● WHAT IS REQUIRED
Only one stretch of the data below should be repeated: the lines from the line containing "positive clicks: (521, 138)" through the line containing "positive clicks: (1, 379) (213, 331)", inclusive, exactly as they are.

Data items:
■ ■ ■ ■ ■ ■ ■

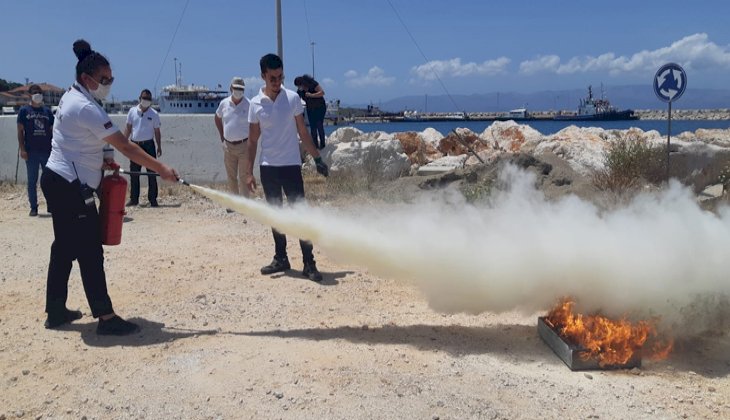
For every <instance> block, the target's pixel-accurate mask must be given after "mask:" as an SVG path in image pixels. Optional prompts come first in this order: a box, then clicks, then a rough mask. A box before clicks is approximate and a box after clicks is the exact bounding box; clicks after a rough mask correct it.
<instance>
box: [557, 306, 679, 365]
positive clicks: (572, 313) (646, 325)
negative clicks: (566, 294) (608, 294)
mask: <svg viewBox="0 0 730 420" xmlns="http://www.w3.org/2000/svg"><path fill="white" fill-rule="evenodd" d="M574 306H575V303H574V302H573V301H571V300H570V299H567V298H566V299H563V300H561V301H560V302H559V303H558V305H557V306H556V307H555V308H553V309H552V310H551V311H550V313H548V315H547V317H546V321H548V323H549V324H550V325H551V326H552V327H553V329H555V331H556V332H557V333H558V334H560V335H561V336H562V337H563V338H564V339H566V340H567V341H569V342H571V343H573V344H575V345H577V346H580V347H582V348H584V349H585V350H586V352H585V353H584V355H583V356H582V357H583V358H584V359H585V360H587V359H589V358H592V357H593V358H597V359H598V364H599V365H600V366H601V367H604V366H612V365H624V364H626V363H627V362H628V361H629V360H631V358H632V357H633V356H634V354H635V353H636V352H641V353H640V354H641V356H645V357H648V358H651V359H655V360H657V359H664V358H666V357H667V356H668V355H669V353H670V352H671V350H672V346H673V342H672V340H670V339H663V338H661V337H659V334H658V333H657V329H656V324H657V321H658V320H657V319H654V320H645V321H638V322H636V323H632V322H630V321H628V320H626V319H625V318H622V319H620V320H611V319H608V318H606V317H604V316H601V315H583V314H575V313H573V307H574ZM647 341H649V343H647ZM645 344H647V346H645Z"/></svg>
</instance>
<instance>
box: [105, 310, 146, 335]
mask: <svg viewBox="0 0 730 420" xmlns="http://www.w3.org/2000/svg"><path fill="white" fill-rule="evenodd" d="M137 331H139V325H137V324H135V323H133V322H129V321H125V320H123V319H122V318H121V317H119V316H117V315H114V317H113V318H109V319H107V320H106V321H104V320H103V319H101V318H99V325H97V326H96V333H97V334H99V335H129V334H134V333H136V332H137Z"/></svg>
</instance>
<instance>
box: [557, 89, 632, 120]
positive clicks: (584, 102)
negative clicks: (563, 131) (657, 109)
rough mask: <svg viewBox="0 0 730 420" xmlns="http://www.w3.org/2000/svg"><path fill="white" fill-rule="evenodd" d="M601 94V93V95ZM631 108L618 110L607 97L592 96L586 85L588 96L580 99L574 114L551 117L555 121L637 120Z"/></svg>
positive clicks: (592, 91)
mask: <svg viewBox="0 0 730 420" xmlns="http://www.w3.org/2000/svg"><path fill="white" fill-rule="evenodd" d="M601 96H603V95H601ZM638 119H639V117H638V116H636V115H634V111H633V110H631V109H625V110H621V111H619V110H618V109H616V108H615V107H614V106H612V105H611V103H610V102H609V101H608V99H605V98H603V97H601V99H595V98H593V90H592V88H591V86H588V97H587V98H585V99H581V100H580V105H579V106H578V111H577V112H576V113H575V114H558V115H555V116H554V117H553V120H556V121H619V120H638Z"/></svg>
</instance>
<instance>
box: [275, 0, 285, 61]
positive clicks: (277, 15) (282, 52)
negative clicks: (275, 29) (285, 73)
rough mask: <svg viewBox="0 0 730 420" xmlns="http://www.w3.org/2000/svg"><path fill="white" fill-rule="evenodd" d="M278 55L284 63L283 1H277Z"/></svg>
mask: <svg viewBox="0 0 730 420" xmlns="http://www.w3.org/2000/svg"><path fill="white" fill-rule="evenodd" d="M276 53H277V54H278V55H279V58H281V60H282V61H284V46H283V45H282V42H281V0H276Z"/></svg>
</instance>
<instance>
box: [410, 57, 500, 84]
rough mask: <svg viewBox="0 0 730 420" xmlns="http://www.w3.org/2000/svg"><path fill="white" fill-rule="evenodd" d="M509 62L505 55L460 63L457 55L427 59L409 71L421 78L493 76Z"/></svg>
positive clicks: (424, 79) (414, 74) (499, 70)
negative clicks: (502, 55)
mask: <svg viewBox="0 0 730 420" xmlns="http://www.w3.org/2000/svg"><path fill="white" fill-rule="evenodd" d="M509 63H510V59H509V58H507V57H499V58H497V59H496V60H487V61H484V62H483V63H474V62H469V63H462V62H461V58H458V57H457V58H452V59H451V60H433V61H429V62H428V63H425V64H421V65H419V66H415V67H413V68H411V73H412V74H414V75H415V76H416V77H417V78H419V79H422V80H436V79H437V77H466V76H473V75H483V76H494V75H497V74H502V73H505V72H506V70H507V65H509ZM437 75H438V76H437Z"/></svg>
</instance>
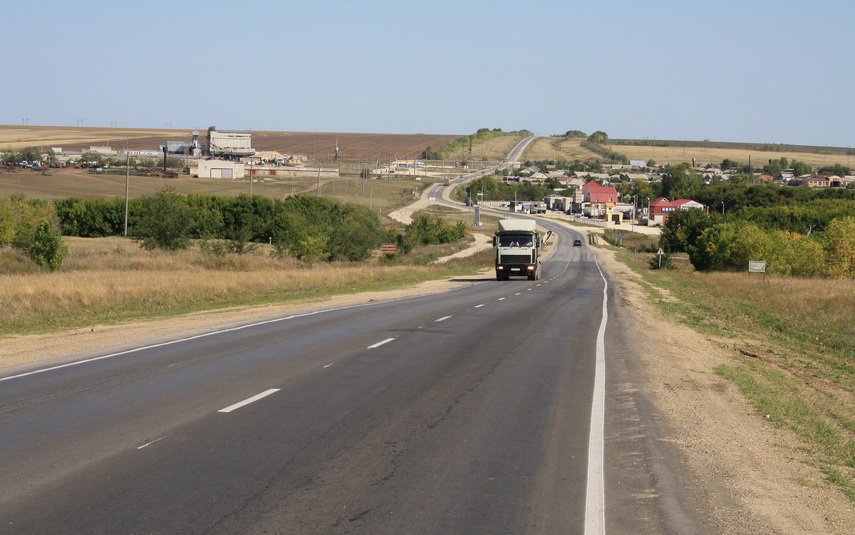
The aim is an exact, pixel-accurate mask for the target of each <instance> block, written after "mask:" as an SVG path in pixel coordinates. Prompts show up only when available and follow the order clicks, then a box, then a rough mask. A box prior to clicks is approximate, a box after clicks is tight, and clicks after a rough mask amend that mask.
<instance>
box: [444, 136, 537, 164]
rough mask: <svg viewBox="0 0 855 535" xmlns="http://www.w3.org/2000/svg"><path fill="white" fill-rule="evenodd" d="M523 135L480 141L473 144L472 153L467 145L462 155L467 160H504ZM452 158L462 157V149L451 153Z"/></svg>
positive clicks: (521, 138)
mask: <svg viewBox="0 0 855 535" xmlns="http://www.w3.org/2000/svg"><path fill="white" fill-rule="evenodd" d="M521 139H522V137H519V136H498V137H494V138H490V139H487V140H485V141H480V142H478V143H474V144H473V145H472V153H471V154H470V153H469V147H468V145H467V146H466V149H465V152H463V153H462V156H463V158H464V159H466V160H504V159H505V158H507V157H508V153H510V152H511V149H513V148H514V147H515V146H516V144H517V143H519V142H520V140H521ZM451 157H452V158H455V159H456V158H460V157H461V151H457V153H456V154H452V155H451Z"/></svg>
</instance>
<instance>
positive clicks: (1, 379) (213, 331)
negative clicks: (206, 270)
mask: <svg viewBox="0 0 855 535" xmlns="http://www.w3.org/2000/svg"><path fill="white" fill-rule="evenodd" d="M395 301H399V300H398V299H391V300H389V301H383V303H392V302H395ZM400 301H403V299H400ZM377 303H380V301H378V302H376V303H361V304H358V305H348V306H343V307H338V308H326V309H323V310H315V311H312V312H305V313H303V314H292V315H290V316H285V317H283V318H273V319H269V320H264V321H257V322H255V323H247V324H246V325H238V326H237V327H229V328H228V329H220V330H218V331H211V332H207V333H202V334H196V335H193V336H187V337H184V338H177V339H175V340H169V341H168V342H160V343H158V344H149V345H146V346H141V347H135V348H133V349H126V350H124V351H118V352H116V353H110V354H109V355H101V356H100V357H92V358H88V359H83V360H76V361H74V362H68V363H65V364H59V365H57V366H51V367H49V368H41V369H38V370H33V371H30V372H25V373H19V374H17V375H10V376H8V377H0V383H2V382H3V381H11V380H12V379H20V378H21V377H27V376H29V375H36V374H39V373H45V372H51V371H54V370H61V369H62V368H70V367H71V366H77V365H79V364H87V363H89V362H96V361H99V360H104V359H111V358H114V357H121V356H122V355H130V354H131V353H138V352H140V351H145V350H147V349H157V348H158V347H166V346H171V345H175V344H180V343H182V342H191V341H193V340H199V339H201V338H207V337H209V336H214V335H217V334H224V333H230V332H235V331H242V330H244V329H249V328H251V327H258V326H261V325H268V324H270V323H278V322H280V321H287V320H292V319H296V318H306V317H309V316H314V315H316V314H326V313H327V312H336V311H339V310H349V309H351V308H362V307H367V306H372V305H375V304H377Z"/></svg>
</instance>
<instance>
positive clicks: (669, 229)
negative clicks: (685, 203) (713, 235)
mask: <svg viewBox="0 0 855 535" xmlns="http://www.w3.org/2000/svg"><path fill="white" fill-rule="evenodd" d="M710 226H712V219H710V216H709V215H707V213H706V212H705V211H703V210H700V209H691V210H677V211H676V212H673V213H672V214H671V215H670V216H668V221H667V222H666V223H665V227H664V228H663V229H662V238H661V243H662V246H663V247H664V248H665V250H666V251H667V252H669V253H676V252H681V251H682V252H686V253H689V255H690V256H691V255H692V253H693V252H694V250H695V249H694V248H695V246H696V244H697V241H698V237H699V236H700V235H701V233H702V232H704V230H706V229H707V228H709V227H710Z"/></svg>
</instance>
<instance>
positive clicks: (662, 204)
mask: <svg viewBox="0 0 855 535" xmlns="http://www.w3.org/2000/svg"><path fill="white" fill-rule="evenodd" d="M693 208H698V209H704V208H705V206H704V205H703V204H701V203H699V202H697V201H692V200H689V199H677V200H676V201H669V200H668V199H666V198H664V197H659V198H658V199H656V200H655V201H653V202H651V203H650V211H649V213H648V216H647V217H648V219H649V221H650V223H651V224H653V225H664V224H665V223H667V222H668V216H670V215H671V214H673V213H674V212H676V211H677V210H691V209H693Z"/></svg>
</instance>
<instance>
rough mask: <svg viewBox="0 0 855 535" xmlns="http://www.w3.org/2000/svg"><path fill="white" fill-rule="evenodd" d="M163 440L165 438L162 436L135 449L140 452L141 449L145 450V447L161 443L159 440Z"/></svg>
mask: <svg viewBox="0 0 855 535" xmlns="http://www.w3.org/2000/svg"><path fill="white" fill-rule="evenodd" d="M164 438H166V437H165V436H163V437H160V438H156V439H154V440H152V441H151V442H146V443H145V444H143V445H142V446H138V447H137V449H138V450H141V449H143V448H147V447H149V446H151V445H152V444H154V443H155V442H160V441H161V440H163V439H164Z"/></svg>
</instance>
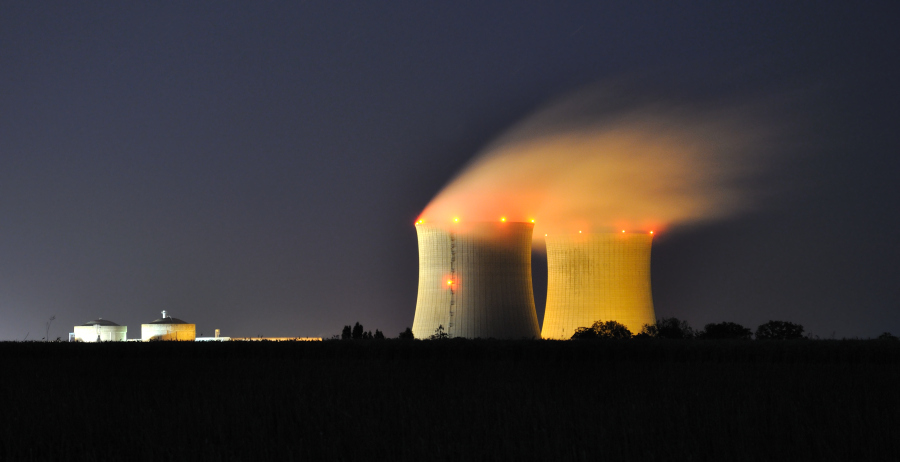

■ ■ ■ ■ ■ ■ ■

● ANSWER TO THE PROBLEM
positive clicks: (521, 138)
mask: <svg viewBox="0 0 855 535" xmlns="http://www.w3.org/2000/svg"><path fill="white" fill-rule="evenodd" d="M521 139H522V137H519V136H498V137H494V138H490V139H487V140H485V141H480V142H478V143H474V144H473V145H472V153H471V154H470V153H469V147H468V145H467V146H466V149H465V152H463V153H462V156H463V158H464V159H466V160H504V159H505V158H507V157H508V153H510V152H511V149H513V148H514V147H515V146H516V144H517V143H519V142H520V140H521ZM451 157H452V158H455V159H456V158H460V157H461V151H457V153H456V154H452V155H451Z"/></svg>
</instance>
<instance>
positive clicks: (1, 379) (213, 331)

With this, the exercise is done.